◆ Problem statement: Rewrite the items starting at the line containing "is zucchini noodle." and ending at the line containing "[296,182,454,400]", both included, copying every line unchanged except the bounding-box coordinates in the answers. Multiply each of those coordinates by 0.8 and round the result to a whole number, with halves rounded up.

(Source records)
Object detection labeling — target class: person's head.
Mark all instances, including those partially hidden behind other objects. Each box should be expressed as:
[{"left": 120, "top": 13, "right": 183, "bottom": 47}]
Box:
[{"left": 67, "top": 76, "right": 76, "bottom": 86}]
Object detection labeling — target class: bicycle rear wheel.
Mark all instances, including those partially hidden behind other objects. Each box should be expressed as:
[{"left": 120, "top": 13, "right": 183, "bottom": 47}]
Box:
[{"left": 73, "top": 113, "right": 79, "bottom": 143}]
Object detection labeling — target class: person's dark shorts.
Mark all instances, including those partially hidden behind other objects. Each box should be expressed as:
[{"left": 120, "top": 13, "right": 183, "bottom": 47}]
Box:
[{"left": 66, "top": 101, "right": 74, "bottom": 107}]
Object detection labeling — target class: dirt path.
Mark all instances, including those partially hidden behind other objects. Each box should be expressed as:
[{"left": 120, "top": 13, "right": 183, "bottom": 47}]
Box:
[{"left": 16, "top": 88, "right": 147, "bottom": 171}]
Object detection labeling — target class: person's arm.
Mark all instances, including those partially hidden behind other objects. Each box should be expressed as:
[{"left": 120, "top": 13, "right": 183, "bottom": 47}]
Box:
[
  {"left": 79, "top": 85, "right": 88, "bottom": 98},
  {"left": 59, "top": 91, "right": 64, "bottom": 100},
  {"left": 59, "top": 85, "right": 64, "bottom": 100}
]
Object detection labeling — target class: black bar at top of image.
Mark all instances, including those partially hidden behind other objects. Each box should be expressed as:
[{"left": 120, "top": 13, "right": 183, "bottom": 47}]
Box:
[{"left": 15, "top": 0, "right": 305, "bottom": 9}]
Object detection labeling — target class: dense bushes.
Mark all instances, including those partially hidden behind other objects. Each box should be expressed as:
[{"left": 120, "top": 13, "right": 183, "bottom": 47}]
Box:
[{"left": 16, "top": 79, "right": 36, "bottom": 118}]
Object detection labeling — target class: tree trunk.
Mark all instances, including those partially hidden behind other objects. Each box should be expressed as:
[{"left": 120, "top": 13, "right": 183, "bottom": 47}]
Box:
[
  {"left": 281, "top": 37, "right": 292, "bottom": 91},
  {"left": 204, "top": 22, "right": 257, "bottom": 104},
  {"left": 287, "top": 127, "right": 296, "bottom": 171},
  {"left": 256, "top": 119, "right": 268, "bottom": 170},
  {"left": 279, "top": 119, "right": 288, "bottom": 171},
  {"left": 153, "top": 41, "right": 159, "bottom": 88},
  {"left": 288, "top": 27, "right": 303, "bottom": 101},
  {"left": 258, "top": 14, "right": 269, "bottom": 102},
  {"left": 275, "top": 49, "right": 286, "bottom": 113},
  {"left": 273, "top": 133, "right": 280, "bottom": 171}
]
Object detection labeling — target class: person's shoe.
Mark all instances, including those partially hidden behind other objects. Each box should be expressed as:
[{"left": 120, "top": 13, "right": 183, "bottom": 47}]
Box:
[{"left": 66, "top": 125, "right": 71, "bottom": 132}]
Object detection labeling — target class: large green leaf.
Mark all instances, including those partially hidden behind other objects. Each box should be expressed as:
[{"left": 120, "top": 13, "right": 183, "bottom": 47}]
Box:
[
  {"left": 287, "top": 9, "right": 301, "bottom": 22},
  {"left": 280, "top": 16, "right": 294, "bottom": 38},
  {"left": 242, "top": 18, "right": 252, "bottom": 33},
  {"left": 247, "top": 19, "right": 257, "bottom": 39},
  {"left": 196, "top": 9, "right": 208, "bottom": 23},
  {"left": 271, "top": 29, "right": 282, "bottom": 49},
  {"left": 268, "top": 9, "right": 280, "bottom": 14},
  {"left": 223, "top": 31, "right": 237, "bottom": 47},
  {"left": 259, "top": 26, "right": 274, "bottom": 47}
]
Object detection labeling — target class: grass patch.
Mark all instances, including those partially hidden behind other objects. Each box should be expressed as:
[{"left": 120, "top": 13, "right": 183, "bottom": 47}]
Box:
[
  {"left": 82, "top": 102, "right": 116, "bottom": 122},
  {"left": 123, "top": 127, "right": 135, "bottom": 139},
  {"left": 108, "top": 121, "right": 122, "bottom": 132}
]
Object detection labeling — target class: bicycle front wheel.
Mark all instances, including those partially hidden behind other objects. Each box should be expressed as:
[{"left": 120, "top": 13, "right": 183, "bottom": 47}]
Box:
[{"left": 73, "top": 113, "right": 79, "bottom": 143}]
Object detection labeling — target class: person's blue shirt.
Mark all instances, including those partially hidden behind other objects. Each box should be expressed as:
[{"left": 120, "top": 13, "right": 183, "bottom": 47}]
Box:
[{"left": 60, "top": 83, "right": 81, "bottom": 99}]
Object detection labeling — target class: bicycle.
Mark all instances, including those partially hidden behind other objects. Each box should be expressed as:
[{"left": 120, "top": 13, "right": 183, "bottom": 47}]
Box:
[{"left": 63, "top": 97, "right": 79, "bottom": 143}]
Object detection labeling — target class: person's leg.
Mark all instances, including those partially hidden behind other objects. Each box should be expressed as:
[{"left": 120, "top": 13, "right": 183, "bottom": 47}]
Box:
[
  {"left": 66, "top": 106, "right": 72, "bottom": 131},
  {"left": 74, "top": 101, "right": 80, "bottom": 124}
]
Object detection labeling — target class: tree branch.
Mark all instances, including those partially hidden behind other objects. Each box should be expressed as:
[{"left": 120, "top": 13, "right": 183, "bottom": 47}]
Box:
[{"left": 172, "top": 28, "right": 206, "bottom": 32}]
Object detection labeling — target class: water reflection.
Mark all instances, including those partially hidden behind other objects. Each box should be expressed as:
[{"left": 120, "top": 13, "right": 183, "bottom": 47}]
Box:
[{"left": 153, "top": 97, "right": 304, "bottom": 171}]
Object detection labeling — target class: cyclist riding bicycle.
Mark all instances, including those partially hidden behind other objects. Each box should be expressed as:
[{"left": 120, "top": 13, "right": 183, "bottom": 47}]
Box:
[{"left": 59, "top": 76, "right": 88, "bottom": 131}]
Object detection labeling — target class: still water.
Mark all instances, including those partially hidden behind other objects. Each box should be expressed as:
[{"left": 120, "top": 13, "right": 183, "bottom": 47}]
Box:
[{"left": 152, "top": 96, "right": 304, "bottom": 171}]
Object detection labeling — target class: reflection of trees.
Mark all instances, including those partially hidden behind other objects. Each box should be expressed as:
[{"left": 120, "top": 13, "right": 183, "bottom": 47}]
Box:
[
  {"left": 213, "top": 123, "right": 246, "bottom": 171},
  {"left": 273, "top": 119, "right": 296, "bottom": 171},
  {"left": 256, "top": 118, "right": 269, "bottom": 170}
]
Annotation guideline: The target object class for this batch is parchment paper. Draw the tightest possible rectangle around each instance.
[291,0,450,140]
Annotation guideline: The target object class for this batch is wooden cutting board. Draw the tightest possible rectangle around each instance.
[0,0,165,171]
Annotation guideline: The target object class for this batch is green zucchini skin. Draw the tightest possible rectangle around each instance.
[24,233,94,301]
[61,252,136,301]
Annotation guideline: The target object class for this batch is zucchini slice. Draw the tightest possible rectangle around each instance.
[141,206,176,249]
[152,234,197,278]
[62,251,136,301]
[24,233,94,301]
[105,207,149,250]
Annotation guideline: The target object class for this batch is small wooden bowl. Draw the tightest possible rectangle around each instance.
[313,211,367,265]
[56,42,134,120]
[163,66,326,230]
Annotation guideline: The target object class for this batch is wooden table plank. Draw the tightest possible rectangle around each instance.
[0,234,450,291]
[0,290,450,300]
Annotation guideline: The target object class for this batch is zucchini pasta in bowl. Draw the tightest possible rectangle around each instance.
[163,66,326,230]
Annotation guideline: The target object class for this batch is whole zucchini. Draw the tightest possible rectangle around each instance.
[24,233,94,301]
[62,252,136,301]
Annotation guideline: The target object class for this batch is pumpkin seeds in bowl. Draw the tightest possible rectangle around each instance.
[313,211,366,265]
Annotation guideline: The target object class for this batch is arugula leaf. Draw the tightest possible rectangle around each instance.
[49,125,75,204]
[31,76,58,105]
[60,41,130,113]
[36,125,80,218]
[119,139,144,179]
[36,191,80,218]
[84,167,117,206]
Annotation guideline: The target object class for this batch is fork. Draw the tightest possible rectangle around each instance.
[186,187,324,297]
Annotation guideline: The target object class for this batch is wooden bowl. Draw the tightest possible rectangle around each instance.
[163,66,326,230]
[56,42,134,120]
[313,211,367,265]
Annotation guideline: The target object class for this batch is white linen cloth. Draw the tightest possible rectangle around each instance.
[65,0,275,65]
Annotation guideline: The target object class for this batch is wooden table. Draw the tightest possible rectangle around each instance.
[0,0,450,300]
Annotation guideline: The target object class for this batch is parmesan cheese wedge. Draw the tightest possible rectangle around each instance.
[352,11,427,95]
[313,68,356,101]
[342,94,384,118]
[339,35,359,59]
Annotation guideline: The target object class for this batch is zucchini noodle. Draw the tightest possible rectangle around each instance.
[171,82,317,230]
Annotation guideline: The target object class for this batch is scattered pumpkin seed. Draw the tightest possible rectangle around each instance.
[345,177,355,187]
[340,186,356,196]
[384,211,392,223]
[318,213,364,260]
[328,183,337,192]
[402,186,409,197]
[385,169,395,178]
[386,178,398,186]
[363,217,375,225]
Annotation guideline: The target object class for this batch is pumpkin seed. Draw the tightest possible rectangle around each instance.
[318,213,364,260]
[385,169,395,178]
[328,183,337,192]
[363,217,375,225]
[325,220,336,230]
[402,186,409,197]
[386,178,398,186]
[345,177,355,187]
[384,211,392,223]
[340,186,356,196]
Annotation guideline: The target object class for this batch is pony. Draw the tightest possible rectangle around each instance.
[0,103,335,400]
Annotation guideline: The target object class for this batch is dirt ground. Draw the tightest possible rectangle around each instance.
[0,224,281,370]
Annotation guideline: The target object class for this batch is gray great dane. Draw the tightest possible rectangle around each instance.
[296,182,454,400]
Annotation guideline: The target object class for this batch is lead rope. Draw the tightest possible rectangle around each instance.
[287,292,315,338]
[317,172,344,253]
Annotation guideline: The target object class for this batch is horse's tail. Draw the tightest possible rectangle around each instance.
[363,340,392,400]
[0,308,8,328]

◆ Solution:
Annotation guideline: The target object class for this batch is zucchini noodle. Draw the tightest possible rectangle around each instance.
[137,66,254,184]
Annotation guideline: The target object class for this batch is scattered pumpkin seed. Draw the tightest possible rectangle around each instance.
[276,142,284,150]
[272,149,285,157]
[307,169,314,178]
[254,170,291,208]
[262,146,270,154]
[322,149,327,158]
[308,135,316,142]
[309,142,318,149]
[290,174,300,180]
Annotation guideline: The target object class for this batch is pumpkin seed. Draw the tightest possible rectangle around each instance.
[254,170,291,208]
[308,135,316,142]
[262,146,270,154]
[290,174,300,180]
[260,176,269,184]
[322,149,327,158]
[309,142,318,149]
[276,142,284,150]
[307,169,314,178]
[272,149,285,157]
Annotation guideline: The target object class for this batch is pony. Draw the tightest possible rectangle around each instance.
[0,82,268,320]
Annotation guideline: The target object class for this batch is dirt ground. Draw the tightest possible rectangle around each instance.
[0,179,225,296]
Annotation guideline: The target object class for this batch is gray great dane. Draw the tightest possible rectangle around each instance.
[237,146,363,320]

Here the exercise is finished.